Exercises:
**1.** In the acrylamide text, how many times the warning level of acrylamide does California estimate French fry consumers receive?
**2.** Pick up the text on acrylamide warnings after its last sentence and continue writing it.

Page text:
--------------------

The lawsuit asks the court to require warnings on potato chips and French fries because they have higher levels of acrylamide than other foods. California estimates consumers of French fries receive up to 125 times the amount of acrylamide that requires a warning under current regulations, while consumers of potato chips receive as much as 75 times the level requiring a warning.
The OEHHA had already conducted public hearings on acrylamide prior to Lockyer filing his lawsuit. The state is considering three possible regulatory approaches to acrylamide: One, allowing a general warning to be posted; Two, raising the danger threshold for acrylamide first established in 1990, which would have the effect of excluding some foods from a warning requirement; Three, removing a warning requirement for breads and cereals. OEHHA’s Hirsch notes that no timetable for a decision has been established.
He points out that California has used the grocery store posting option for retailers of fish, who must display signs giving consumers detailed information about mercury levels in various fish products.

--------------------

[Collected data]
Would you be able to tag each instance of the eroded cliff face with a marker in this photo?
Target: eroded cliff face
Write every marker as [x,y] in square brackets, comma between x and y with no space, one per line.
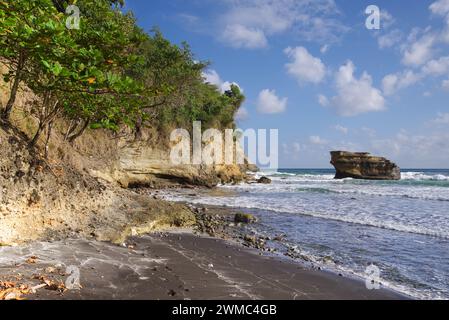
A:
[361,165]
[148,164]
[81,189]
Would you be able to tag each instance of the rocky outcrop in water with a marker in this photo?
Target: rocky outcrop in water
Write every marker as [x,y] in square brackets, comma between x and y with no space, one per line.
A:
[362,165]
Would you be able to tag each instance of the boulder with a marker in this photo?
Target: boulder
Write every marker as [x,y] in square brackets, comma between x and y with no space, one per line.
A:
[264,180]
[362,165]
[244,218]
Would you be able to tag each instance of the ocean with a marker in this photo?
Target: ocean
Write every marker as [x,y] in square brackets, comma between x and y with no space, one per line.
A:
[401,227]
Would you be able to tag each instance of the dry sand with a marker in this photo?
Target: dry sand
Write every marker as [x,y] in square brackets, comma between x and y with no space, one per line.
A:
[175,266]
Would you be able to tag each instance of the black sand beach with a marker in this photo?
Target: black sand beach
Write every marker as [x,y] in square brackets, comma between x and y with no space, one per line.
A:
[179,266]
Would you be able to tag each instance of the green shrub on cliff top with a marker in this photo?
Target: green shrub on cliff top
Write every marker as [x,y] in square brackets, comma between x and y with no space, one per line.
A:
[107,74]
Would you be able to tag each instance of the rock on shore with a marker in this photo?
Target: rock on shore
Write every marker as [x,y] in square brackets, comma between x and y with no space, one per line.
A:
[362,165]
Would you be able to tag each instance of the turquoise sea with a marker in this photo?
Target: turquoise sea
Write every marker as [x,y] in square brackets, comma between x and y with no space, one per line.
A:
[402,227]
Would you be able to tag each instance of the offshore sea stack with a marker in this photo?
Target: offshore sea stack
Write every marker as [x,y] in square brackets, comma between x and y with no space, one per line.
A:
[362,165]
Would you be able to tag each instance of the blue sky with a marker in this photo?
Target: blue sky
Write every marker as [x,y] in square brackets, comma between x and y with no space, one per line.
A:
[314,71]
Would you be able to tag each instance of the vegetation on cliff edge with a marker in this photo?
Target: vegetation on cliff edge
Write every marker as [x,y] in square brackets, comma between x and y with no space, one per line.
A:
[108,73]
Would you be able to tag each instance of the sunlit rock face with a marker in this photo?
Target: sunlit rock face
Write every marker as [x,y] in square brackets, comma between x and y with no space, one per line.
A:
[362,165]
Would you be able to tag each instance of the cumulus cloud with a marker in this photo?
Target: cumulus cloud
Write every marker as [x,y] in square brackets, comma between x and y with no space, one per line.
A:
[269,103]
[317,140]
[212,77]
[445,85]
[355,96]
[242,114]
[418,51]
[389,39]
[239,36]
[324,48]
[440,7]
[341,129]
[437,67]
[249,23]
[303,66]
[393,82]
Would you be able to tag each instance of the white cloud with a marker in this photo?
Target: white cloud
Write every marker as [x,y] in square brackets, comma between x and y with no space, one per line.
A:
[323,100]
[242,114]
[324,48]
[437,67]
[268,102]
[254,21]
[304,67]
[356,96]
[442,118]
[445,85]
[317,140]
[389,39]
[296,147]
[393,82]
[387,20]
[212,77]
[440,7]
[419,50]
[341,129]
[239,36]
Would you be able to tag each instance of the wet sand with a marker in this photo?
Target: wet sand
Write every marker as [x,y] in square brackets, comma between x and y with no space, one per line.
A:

--------------------

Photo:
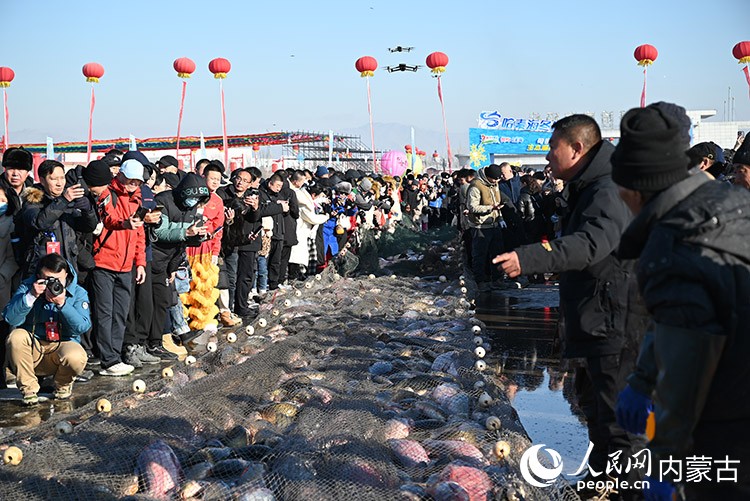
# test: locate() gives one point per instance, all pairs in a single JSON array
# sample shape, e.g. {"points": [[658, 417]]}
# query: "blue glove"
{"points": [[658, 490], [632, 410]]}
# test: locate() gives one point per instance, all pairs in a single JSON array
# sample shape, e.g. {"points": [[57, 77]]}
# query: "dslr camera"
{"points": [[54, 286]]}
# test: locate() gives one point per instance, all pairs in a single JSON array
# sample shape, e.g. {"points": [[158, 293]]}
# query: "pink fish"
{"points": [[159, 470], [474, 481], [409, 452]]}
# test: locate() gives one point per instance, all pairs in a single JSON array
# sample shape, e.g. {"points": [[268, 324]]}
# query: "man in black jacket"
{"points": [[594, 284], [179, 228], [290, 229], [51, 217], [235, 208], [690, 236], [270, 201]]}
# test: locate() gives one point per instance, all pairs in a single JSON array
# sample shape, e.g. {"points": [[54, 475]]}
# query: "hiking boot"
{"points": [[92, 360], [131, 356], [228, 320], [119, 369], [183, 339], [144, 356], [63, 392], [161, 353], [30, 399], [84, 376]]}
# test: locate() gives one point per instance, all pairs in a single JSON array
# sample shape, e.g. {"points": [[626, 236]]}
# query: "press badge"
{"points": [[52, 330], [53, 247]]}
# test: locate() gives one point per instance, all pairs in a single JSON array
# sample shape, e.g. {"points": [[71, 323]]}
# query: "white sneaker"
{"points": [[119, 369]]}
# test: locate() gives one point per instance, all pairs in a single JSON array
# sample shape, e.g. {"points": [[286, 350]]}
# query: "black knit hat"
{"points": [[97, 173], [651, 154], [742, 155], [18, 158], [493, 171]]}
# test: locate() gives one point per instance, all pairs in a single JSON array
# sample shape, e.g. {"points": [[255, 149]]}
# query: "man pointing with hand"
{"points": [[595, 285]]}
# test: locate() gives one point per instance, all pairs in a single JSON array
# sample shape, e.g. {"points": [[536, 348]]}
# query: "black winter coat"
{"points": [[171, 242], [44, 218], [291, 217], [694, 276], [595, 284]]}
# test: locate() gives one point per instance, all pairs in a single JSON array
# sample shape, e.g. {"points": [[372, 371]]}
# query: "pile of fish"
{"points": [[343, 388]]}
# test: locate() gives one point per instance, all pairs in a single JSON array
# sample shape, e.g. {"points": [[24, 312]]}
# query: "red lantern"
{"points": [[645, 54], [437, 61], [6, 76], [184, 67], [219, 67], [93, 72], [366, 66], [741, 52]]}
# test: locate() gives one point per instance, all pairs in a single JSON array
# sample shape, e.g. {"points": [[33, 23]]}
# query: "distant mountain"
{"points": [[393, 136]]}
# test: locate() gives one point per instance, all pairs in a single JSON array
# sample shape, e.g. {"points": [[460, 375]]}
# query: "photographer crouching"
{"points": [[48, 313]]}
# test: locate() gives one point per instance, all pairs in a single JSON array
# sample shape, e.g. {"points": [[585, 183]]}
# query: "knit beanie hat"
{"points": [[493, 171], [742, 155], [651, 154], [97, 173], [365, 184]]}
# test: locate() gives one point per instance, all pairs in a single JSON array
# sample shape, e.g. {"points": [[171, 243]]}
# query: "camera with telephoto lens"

--------------------

Expected outputs:
**1.** Up to 125 times the amount that requires a warning.

**2.**
Federal pre-emption
Even those relatively moderate options—not to mention any potential stiffer court action mandated in the Lockyer case—would go out the window if Congress passes the National Uniformity for Food Act.
Last April, California’s two Democratic senators, Dianne Feinstein and Barbara Boxer, recruited seven other Democrats to sign a “Dear Colleague” letter urging other senators not to sign on as co-sponsors to a Senate version of the House bill.
They argued the bill is a direct attack on Prop. 65, but threatens other state laws such as ones in Illinois and Pennsylvania regulating the safety of eggs; laws in California, Florida, and Louisiana requiring warning labels on shellfish; regulation for smoked fish in Wisconsin and Michigan; and laws in Maryland requiring the labels disclose if fresh food was previously frozen and thus should not be refrozen.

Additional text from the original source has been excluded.